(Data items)
** Begin **
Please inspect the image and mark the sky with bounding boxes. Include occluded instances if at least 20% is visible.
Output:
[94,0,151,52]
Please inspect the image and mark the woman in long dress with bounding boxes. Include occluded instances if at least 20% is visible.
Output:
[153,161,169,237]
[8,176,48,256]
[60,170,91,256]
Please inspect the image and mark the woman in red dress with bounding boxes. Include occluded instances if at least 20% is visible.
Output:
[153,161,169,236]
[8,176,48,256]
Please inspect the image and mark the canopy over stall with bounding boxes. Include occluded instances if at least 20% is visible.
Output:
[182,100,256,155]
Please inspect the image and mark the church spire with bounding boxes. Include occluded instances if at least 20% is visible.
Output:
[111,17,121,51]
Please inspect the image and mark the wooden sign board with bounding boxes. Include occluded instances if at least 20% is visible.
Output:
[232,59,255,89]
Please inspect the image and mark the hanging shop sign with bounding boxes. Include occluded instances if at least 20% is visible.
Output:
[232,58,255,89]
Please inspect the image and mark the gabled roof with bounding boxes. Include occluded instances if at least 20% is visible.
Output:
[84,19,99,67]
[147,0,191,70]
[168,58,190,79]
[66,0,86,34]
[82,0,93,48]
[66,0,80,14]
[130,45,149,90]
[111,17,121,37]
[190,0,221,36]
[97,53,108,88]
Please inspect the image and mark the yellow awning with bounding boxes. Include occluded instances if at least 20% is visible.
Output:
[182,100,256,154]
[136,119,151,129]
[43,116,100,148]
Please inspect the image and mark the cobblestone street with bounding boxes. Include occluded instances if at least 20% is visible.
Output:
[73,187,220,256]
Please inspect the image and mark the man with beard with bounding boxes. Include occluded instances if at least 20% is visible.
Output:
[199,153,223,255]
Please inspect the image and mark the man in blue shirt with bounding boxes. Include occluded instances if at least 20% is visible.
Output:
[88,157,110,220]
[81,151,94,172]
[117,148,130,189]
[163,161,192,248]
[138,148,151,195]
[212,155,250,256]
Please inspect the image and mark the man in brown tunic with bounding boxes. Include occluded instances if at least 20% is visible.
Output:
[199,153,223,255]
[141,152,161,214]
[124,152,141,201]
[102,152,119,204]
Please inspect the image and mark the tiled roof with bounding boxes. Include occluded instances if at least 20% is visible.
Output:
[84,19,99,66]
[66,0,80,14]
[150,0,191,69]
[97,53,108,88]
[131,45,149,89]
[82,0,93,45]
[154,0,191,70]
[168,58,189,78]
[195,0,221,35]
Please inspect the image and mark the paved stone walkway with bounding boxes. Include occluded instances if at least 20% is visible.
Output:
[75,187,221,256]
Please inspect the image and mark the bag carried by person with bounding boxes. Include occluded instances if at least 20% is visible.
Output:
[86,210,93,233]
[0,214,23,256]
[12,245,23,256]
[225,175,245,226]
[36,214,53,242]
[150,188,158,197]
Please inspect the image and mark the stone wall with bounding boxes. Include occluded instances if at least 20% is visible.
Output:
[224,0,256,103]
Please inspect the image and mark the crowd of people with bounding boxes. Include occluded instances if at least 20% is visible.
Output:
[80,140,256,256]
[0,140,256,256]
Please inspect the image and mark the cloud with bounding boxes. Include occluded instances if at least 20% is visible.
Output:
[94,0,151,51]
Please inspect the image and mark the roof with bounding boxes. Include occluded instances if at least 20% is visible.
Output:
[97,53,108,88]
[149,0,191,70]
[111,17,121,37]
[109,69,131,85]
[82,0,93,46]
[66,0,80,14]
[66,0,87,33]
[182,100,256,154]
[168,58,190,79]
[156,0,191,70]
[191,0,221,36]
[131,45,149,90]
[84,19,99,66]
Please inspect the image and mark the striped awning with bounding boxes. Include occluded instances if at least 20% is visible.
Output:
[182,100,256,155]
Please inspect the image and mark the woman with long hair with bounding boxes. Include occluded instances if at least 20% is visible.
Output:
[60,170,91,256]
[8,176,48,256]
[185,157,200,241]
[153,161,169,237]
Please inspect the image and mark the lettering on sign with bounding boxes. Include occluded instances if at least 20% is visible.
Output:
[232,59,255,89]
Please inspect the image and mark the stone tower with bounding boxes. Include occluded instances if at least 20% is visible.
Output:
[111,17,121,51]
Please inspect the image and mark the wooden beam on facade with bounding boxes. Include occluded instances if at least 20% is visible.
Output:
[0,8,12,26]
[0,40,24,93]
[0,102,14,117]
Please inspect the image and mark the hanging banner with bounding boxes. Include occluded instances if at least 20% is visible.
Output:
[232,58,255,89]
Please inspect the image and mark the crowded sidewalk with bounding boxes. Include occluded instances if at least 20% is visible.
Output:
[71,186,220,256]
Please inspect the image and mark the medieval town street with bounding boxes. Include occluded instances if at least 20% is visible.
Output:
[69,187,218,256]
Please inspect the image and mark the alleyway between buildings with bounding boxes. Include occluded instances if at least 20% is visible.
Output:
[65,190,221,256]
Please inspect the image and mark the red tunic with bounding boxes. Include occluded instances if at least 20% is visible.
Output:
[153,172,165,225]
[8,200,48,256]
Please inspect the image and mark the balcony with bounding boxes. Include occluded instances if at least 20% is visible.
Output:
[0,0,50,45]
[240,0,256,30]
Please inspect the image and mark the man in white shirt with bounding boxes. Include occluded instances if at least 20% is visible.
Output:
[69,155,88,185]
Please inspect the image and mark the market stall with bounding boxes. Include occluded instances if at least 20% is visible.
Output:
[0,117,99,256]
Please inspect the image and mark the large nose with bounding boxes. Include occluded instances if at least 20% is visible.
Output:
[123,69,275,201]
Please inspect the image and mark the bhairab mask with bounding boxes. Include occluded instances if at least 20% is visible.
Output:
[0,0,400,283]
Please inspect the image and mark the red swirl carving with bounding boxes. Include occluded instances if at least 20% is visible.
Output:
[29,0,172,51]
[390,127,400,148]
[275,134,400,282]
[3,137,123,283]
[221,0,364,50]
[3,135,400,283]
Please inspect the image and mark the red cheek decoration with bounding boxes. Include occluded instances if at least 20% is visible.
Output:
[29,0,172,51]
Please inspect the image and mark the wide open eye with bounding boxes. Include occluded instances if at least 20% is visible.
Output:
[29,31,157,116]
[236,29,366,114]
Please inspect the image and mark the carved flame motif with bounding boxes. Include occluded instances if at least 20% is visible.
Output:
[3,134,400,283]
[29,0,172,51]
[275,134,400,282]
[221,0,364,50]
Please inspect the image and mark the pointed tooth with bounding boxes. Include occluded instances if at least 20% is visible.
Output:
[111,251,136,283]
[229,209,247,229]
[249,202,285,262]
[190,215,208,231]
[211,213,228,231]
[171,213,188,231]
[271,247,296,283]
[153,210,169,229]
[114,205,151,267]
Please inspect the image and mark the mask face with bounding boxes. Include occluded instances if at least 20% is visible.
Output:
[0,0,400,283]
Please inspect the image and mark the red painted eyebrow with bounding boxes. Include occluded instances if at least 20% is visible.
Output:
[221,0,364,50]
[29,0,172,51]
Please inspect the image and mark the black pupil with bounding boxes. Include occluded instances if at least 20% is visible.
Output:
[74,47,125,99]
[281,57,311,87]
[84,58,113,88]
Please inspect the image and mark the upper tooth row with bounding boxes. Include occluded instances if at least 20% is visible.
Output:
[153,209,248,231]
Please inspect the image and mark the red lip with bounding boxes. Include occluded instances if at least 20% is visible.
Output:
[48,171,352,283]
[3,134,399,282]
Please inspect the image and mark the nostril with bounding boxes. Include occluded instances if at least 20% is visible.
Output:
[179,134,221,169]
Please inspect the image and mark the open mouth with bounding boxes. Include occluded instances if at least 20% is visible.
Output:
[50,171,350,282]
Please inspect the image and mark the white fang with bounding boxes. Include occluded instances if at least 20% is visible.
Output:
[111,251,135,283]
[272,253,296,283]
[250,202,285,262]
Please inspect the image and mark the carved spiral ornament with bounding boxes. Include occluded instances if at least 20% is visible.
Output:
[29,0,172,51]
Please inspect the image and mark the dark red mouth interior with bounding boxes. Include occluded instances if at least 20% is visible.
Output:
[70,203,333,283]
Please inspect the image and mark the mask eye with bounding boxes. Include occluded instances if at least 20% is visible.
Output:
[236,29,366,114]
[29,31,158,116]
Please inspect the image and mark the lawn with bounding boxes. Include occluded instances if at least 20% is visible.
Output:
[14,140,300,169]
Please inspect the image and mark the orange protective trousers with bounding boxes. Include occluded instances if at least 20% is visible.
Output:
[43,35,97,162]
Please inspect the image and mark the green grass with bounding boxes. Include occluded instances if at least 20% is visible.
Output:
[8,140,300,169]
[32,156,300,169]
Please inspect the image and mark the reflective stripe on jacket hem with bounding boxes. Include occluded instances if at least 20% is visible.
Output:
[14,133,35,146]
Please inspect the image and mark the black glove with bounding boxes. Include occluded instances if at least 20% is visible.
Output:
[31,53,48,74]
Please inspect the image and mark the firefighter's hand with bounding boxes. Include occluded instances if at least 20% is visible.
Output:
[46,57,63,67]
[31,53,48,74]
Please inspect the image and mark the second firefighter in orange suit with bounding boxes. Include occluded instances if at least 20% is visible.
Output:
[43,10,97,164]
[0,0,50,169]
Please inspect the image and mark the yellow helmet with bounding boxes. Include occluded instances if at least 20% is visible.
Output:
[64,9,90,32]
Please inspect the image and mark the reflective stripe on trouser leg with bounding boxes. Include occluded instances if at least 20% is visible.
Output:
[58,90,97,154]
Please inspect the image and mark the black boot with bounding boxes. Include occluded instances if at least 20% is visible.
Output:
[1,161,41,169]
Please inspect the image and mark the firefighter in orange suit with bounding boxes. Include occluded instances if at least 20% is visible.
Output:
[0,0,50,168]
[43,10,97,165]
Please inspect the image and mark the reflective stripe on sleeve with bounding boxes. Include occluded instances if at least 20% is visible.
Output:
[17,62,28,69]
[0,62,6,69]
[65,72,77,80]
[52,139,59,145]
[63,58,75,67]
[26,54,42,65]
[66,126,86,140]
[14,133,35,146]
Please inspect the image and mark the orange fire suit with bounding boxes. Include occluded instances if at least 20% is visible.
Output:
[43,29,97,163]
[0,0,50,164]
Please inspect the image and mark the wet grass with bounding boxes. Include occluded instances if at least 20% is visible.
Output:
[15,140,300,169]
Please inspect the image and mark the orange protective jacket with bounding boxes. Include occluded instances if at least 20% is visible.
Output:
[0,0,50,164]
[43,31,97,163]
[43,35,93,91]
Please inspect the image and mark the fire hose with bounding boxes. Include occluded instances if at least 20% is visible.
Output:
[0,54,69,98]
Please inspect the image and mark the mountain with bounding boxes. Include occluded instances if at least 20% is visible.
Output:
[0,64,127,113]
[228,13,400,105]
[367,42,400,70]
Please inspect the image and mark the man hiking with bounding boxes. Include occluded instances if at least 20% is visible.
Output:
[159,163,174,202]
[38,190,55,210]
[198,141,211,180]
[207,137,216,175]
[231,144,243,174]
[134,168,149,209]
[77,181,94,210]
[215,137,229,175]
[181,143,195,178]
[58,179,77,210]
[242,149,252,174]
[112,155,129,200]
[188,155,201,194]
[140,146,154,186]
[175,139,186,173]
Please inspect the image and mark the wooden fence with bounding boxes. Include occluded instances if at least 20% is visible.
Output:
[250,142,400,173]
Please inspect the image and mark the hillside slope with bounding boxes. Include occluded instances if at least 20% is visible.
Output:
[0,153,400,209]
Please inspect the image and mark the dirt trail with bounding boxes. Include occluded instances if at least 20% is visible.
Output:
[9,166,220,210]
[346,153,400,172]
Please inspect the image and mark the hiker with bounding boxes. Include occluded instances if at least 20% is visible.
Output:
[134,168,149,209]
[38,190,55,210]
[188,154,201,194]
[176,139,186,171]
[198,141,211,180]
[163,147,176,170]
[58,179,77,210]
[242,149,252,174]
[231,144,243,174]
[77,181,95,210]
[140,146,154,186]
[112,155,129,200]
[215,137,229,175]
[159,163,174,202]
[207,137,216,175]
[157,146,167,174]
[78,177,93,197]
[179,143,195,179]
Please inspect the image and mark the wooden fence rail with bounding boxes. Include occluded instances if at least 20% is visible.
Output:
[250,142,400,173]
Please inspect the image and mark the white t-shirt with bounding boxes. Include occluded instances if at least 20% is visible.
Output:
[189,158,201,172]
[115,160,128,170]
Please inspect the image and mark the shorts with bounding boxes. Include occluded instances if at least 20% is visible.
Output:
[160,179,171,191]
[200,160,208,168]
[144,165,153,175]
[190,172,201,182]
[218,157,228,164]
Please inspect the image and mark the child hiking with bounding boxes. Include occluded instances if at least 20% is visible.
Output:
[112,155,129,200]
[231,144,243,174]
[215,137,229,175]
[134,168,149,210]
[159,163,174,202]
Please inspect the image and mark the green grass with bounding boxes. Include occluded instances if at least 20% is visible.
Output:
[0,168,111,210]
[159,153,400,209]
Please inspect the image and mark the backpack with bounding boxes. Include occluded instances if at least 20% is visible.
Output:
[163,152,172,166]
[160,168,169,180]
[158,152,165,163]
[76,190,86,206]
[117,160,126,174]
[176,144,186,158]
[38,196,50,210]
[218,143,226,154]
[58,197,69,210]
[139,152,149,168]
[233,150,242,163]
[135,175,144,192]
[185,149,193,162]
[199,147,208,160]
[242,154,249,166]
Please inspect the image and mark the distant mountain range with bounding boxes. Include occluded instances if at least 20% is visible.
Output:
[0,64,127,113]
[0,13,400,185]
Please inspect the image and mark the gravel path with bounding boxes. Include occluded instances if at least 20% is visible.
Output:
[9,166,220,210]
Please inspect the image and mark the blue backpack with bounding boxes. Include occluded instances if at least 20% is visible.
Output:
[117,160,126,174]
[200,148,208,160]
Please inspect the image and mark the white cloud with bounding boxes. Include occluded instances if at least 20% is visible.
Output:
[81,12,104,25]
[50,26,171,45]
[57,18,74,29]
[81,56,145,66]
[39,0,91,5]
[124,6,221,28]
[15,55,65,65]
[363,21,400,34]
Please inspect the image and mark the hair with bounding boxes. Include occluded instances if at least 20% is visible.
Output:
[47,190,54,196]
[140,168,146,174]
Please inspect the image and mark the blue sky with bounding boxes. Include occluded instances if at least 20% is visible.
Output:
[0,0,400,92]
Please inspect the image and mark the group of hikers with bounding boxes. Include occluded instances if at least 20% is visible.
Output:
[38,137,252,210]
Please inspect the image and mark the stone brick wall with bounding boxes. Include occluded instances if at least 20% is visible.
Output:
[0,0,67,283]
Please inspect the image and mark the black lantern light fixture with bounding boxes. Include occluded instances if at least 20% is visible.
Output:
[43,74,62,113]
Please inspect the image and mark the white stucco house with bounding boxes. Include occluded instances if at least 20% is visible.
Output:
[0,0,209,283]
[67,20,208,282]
** End **
DESCRIPTION OF THE TASK: Pull out every line, unchanged, from the one containing "Please inspect the image and mark the dark" down to the one containing "[1,161,41,169]", including both of those lines.

RESULT OF THE TASK:
Please inspect the image and mark the dark red mouth interior with bounding boxes. Include occluded instances if at least 20% is visible.
Output:
[70,203,333,283]
Please inspect the image and mark the mask eye with bounding boxes. Include occluded instances if at least 20% is visible.
Output:
[236,29,366,114]
[29,31,158,116]
Please inspect the image and mark the lawn with bounding boxes. Include occluded instances if at least 20% is visible.
Output:
[14,140,300,169]
Please inspect the image and mark the orange protective trousers with bounding boxes. Include occluded instances if at least 20% is visible.
Output:
[43,35,97,162]
Please inspect the image and mark the green grass with bounding boxes. Include occluded instances if at least 20% is visible.
Output:
[8,140,300,169]
[32,156,300,169]
Please inspect the image and mark the reflective stripe on jacket hem with bounding boxes. Include occluded instances if at least 20% is visible.
Output:
[14,133,35,146]
Please inspect the image and mark the black glove with bounding boxes. Include occluded instances if at least 20% is visible.
Output:
[31,53,48,74]
Please inspect the image and mark the firefighter's hand with bounding boxes. Include occluded instances if at least 20% is visible.
Output:
[46,57,63,67]
[31,53,48,74]
Please inspect the image and mark the second firefighter in orange suit with bounding boxes. Include occluded instances if at least 20% is visible.
Output:
[43,10,97,164]
[0,0,50,169]
Please inspect the image and mark the yellow helmet with bounding boxes. Include occluded instances if at least 20% is visible.
Output:
[64,9,90,32]
Please inspect the image and mark the reflective stripe on trouser leg with bounding boxes. Include occluded instances if at least 20% is visible.
Output:
[58,90,97,154]
Please inspect the image and mark the black boot with bounding boxes. Include occluded instances if at least 20% is visible.
Output:
[1,161,41,169]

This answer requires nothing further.